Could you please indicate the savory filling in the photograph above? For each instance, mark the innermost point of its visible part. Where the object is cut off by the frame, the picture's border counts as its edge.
---
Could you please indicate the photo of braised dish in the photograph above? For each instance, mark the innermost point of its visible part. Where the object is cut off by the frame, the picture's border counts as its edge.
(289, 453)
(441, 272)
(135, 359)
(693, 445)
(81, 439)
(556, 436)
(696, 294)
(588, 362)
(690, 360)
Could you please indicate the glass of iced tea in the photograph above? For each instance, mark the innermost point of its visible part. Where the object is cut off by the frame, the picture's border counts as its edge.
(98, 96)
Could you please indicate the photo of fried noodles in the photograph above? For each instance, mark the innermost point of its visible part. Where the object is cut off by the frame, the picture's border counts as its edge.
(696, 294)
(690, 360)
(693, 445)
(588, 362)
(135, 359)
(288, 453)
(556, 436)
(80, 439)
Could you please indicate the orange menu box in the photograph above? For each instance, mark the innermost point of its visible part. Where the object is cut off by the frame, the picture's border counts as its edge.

Stated exercise. Repeat the material word for word from the line with "Could you please indicate the photo of fried" to the line with "Could you please indicate the orange", including both of those lines.

Answer to the problem.
Could you please indicate the photo of fried noodles in the photograph above? For each instance, mark the innermost point of its visible part. Where the object is cut off by the frame, the picture's border counts as its edge.
(696, 294)
(690, 360)
(693, 445)
(588, 362)
(135, 359)
(288, 453)
(556, 436)
(80, 439)
Could you please indicate the orange menu box in the photograph above? For each instance, mark the innermost point of its visible part. Where the object is cut off by the frame, the picture's border counts as its edge.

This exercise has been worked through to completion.